— OBJECTIVE —
Collect, word for word, every line in the entries below that contains the word "sleeve".
— Begin —
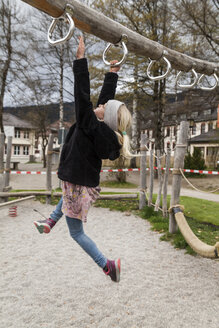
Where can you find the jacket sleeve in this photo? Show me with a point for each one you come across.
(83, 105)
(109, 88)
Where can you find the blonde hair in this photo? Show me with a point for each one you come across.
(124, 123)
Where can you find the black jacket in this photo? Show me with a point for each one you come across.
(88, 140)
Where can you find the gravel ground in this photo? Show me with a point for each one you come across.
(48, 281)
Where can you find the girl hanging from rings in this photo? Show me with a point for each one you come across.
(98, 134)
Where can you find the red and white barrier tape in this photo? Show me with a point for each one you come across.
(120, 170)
— End —
— Begin —
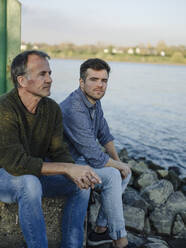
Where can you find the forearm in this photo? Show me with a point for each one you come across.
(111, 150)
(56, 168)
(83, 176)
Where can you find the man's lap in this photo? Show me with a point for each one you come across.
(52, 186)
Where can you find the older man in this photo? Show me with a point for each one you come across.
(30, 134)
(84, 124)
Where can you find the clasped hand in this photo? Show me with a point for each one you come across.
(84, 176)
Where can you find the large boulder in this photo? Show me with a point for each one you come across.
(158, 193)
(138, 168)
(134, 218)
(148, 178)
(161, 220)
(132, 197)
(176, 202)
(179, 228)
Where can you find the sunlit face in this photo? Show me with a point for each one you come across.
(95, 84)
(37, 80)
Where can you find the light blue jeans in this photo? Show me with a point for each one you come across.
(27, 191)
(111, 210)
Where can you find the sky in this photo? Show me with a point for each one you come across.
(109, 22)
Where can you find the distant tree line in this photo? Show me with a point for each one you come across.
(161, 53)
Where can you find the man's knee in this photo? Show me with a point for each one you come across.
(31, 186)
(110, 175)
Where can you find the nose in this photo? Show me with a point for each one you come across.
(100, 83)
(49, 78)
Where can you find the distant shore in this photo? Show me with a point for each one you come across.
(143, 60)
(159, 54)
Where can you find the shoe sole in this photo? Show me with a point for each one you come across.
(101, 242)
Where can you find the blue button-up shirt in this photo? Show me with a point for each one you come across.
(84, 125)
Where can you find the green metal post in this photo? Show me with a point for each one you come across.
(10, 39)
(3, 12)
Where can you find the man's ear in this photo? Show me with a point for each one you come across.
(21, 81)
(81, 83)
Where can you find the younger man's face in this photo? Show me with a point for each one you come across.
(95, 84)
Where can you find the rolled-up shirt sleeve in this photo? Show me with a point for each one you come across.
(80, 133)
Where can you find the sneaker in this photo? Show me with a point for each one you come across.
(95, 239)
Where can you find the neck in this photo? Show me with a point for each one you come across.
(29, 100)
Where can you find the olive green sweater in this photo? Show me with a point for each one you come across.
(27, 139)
— End —
— RESPONSE —
Where can you find the jacket sleeve in this photo? Show me with a point for each one you come across.
Where can you find the rolled-up shirt sleeve in this photo? Show me with a point for each one you come across.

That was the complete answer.